#### TEXT PROVIDED

<<<<

Puritan Board Senior
I thought this might prove to be useful...

1. When it comes to interpreting the world—i.e., self-consciously making a philosophy of life, a worldview—there are two options. One can submit to Scripture as a perspicuously self-attesting authority, or one can attempt to construct such a philosophy himself, theonomy or autonomy. The history of philosophy has generally followed the autonomous approach, e.g. viewing the Greeks as innocent little children who were looking around the world, just trying to figure things out, rather than as those who deny that God’s attributes are plainly revealed by what is made so that they are without excuse (Romans 1:18 ff.). Allowing that man is fit to interpret the world properly without clinging to Scripture is substantively the same as Rome’s nature-grace dichotomy, applied to apologetics.

2. There is no neutral methodology of constructing a worldview. “The intellectual is itself ethical.” If one assumes that the world is investigate-able without necessarily appealing to God’s authoritative revelation (the Bible), then he is assuming that he is warranted in thinking of facts as not necessarily created by God, which is atheism. He can either submit to God at the outset, or choose not to. There is no neutrality, either Biblical philosophy or manmade philosophy; it is a “forced decision.”

3. Consequently, arguing as if autonomous presuppositions are correct in order to prove theonomous presuppositions, as with classical apologetics, is repudiated. Such a view cannot possibly prove God because it tries to derive from an antitheistic presupposition (that God is not necessarily sovereign over reasoning in any respect) to a thoroughly Christian presupposition (that God is necessarily sovereign over reasoning in every respect). If we are to submit to the Bible on its own authority—and there is no other possible way to go about mining doctrine from it—then we cannot expect to prove it on some other grounds.

4. Presuppositionalism is not fideism. Presuppositional apologists believe that we are rationally permitted in believing in the authority of Scripture as self-evident (as all Christians believe in practice), and that doing so is the only way to have a non-absurd worldview. By arguing from the impossibility of the contrary, presuppositional apologists show that one must presuppose the truthfulness of Christianity in order to have a basis for attempting to critique Christianity in the first place!

5. Presuppositionalism is the only way to avoid fideism. All other approaches require some type of “leap of faith,” for they cannot but establish a probability, even in theory (thus requiring faith to “fill the gap”). Presuppositionalism, on the other hand, insofar as it argues that all non-Christian worldviews destroy the possibility of rationality, argue for the necessity of Christianity.

6. Presuppositionalists believe that, because of contrary presuppositions that permeate to affect one’s entire belief-structure, believers and unbelievers have absolutely no common ground in principle. If unbelievers were consistent with their unbelief, they would be blabbering idiots; but God is kind and restrains them in their rebellion. Therefore, because of God’s restraint, unbelievers are forced to accept specific beliefs about the world, those that they simply cannot distort by virtue of their presuppositions (e.g., belief in the universe as behaving according to rational rules). By these beliefs, which I personally term “immutable facts” for classification purposes, the presuppositional apologist has a “bridge” which he can use to attack and to show the inconsistency of unbelief. Were God not to restrain unbelievers in their rebellion, there would be no common ground at all..

7. Presuppositionalism rules.

>>>>

#### TASK INSTRUCTIONS
Print the part of the post on presuppositional apologetics that opens with the words "4. Presuppositionalism is" and closes with "the first place!", word for word. The items that come next have nothing to do with the post on presuppositional apologetics.

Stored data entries
<<<<

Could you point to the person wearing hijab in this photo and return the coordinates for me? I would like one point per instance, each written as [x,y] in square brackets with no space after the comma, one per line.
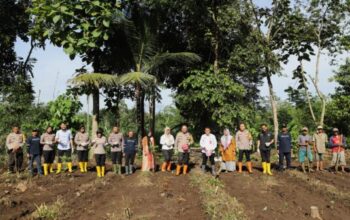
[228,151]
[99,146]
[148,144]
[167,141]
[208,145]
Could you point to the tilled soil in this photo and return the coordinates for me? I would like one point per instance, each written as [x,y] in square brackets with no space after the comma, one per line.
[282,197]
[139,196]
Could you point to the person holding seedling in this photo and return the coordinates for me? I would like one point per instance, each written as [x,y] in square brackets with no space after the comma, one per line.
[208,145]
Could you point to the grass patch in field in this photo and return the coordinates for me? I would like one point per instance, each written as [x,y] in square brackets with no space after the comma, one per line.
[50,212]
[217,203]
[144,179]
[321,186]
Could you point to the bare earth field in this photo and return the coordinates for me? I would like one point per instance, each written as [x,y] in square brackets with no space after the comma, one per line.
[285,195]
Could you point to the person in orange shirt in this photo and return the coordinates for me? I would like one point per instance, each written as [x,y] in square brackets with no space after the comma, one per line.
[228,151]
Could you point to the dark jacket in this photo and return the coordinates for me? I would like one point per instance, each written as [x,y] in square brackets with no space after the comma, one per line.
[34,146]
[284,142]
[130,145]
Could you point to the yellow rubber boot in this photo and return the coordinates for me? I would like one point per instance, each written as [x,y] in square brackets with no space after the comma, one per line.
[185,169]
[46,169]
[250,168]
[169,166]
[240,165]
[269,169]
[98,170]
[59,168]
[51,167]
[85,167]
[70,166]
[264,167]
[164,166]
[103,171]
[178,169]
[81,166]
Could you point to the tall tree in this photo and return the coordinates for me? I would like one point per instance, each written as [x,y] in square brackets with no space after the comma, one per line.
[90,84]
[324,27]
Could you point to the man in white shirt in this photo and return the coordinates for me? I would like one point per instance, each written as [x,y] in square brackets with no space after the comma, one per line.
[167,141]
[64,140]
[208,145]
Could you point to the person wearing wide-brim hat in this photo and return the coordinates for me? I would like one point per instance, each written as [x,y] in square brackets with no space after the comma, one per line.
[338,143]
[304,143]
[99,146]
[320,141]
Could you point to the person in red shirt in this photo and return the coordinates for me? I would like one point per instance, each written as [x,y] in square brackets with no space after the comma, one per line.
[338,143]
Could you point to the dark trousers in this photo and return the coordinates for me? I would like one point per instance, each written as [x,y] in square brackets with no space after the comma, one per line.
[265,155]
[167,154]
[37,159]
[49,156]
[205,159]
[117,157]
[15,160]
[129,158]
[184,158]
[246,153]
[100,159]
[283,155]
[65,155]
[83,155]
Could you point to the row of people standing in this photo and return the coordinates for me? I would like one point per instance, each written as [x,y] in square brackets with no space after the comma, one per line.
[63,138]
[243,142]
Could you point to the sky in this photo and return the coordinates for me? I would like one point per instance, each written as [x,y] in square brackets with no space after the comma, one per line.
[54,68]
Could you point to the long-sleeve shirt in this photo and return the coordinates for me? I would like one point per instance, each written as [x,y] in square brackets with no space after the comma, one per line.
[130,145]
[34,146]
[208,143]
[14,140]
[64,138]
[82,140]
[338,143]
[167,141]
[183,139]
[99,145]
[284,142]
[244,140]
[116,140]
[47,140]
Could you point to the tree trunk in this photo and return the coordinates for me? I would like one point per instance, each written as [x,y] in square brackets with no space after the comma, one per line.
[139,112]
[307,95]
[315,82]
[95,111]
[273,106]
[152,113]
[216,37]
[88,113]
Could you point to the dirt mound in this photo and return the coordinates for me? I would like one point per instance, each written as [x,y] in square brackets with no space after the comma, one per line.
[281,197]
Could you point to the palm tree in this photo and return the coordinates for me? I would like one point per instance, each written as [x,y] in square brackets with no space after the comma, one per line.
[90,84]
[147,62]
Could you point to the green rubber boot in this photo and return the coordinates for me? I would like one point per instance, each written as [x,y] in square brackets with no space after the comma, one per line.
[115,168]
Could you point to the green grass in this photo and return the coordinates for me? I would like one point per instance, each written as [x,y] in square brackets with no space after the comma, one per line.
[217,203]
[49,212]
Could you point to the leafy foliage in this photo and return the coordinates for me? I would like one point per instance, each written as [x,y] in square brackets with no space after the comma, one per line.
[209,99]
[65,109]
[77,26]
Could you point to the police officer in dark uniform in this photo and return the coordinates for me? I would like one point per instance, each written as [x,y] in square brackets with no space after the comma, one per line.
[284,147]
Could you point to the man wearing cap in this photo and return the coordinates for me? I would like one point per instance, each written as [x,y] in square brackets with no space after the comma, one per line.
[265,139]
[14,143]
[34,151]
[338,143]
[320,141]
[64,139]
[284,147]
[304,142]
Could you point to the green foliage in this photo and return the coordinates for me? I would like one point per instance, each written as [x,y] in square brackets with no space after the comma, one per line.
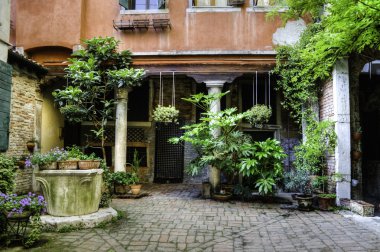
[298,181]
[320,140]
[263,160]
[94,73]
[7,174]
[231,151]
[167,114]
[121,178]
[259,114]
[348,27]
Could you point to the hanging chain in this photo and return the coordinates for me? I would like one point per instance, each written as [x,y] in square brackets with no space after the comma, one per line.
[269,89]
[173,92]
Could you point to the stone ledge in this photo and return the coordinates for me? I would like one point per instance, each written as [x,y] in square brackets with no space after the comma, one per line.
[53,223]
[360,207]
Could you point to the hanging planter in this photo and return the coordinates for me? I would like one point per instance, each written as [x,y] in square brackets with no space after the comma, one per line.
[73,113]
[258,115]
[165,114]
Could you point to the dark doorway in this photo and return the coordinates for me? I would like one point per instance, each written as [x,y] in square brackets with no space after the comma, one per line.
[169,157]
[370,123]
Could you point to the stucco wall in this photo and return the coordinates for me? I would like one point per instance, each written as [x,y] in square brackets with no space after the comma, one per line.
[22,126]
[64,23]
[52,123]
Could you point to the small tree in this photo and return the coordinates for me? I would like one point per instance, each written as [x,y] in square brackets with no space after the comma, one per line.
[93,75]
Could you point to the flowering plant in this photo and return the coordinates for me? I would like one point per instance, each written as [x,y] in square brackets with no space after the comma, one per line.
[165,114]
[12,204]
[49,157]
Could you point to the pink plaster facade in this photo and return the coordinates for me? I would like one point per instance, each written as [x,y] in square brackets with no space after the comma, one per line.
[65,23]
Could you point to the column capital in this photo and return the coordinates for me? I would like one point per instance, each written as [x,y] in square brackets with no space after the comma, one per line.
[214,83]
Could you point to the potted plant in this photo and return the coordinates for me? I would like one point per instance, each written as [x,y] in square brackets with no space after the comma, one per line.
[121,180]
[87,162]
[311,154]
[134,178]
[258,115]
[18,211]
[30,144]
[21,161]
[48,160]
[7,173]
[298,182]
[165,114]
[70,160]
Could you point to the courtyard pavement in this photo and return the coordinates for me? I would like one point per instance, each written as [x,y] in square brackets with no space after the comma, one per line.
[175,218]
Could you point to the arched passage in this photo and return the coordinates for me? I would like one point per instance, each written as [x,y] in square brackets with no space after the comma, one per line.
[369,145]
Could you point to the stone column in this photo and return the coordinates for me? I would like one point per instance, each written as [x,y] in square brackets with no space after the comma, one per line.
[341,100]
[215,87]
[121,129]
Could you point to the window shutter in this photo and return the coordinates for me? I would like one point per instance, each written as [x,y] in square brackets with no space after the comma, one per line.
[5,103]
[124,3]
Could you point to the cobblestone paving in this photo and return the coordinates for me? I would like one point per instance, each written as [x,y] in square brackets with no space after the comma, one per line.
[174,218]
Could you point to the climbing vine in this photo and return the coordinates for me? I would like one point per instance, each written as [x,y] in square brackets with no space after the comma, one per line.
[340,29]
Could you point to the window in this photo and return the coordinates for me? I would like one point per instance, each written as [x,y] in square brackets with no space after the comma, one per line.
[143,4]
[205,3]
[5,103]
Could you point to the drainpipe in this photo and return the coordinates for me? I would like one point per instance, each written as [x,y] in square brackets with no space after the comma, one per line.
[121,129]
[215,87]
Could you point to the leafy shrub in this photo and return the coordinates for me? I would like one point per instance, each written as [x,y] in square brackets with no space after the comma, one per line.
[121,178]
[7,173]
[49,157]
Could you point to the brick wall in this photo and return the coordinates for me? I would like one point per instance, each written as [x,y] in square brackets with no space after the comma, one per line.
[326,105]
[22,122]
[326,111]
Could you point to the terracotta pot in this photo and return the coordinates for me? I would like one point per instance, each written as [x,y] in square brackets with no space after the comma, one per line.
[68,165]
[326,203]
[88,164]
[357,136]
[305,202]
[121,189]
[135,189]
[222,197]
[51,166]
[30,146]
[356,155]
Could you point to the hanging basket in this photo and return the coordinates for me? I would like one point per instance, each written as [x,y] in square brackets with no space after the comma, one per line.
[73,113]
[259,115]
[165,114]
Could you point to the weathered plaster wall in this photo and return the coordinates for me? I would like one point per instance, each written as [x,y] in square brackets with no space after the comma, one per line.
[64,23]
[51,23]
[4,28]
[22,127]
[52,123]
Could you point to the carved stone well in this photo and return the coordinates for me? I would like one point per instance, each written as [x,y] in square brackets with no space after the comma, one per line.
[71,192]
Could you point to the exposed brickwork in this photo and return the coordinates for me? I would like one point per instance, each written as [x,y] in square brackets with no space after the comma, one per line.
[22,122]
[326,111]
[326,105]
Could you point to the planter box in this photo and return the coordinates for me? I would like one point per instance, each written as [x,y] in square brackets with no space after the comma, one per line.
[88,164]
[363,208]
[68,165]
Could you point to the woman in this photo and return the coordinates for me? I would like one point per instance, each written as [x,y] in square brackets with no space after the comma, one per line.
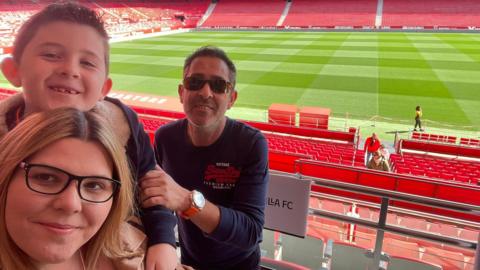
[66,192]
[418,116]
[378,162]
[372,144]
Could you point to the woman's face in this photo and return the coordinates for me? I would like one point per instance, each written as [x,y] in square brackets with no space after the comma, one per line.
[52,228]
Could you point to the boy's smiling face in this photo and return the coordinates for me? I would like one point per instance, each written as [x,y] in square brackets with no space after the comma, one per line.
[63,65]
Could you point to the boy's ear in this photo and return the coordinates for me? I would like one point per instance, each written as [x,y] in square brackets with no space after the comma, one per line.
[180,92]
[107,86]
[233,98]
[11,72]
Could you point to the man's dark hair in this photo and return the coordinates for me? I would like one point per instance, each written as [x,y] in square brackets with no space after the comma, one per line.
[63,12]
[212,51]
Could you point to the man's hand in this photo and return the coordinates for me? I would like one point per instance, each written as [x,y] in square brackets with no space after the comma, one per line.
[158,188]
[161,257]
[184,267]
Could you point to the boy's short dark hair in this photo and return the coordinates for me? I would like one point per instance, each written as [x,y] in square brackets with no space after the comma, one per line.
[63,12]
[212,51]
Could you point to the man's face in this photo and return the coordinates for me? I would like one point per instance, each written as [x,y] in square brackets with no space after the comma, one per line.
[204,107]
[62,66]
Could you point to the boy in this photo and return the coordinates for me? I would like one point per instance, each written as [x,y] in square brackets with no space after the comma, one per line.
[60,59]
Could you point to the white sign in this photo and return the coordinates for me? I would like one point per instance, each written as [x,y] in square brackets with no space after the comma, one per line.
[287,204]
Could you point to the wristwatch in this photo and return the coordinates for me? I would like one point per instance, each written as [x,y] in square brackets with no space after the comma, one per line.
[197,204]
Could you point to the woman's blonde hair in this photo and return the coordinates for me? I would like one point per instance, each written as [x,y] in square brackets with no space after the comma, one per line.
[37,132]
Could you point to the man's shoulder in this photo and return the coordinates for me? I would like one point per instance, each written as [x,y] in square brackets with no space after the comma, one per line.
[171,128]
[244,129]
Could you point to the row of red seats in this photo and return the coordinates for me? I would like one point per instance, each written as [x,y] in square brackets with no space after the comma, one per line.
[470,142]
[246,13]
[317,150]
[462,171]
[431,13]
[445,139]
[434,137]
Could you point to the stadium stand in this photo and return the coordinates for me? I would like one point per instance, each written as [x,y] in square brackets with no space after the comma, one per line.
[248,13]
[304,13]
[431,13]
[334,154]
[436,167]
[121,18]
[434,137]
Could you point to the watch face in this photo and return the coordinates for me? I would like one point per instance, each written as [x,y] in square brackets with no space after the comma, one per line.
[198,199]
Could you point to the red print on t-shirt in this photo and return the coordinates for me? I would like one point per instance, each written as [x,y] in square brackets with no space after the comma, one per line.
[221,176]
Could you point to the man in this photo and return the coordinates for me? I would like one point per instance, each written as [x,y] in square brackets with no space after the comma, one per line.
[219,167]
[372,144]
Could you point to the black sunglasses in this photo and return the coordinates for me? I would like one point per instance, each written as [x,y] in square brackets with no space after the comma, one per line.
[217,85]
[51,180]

>>>>

#### RESPONSE FOR THIS EXERCISE
4. Presuppositionalism is not fideism. Presuppositional apologists believe that we are rationally permitted in believing in the authority of Scripture as self-evident (as all Christians believe in practice), and that doing so is the only way to have a non-absurd worldview. By arguing from the impossibility of the contrary, presuppositional apologists show that one must presuppose the truthfulness of Christianity in order to have a basis for attempting to critique Christianity in the first place!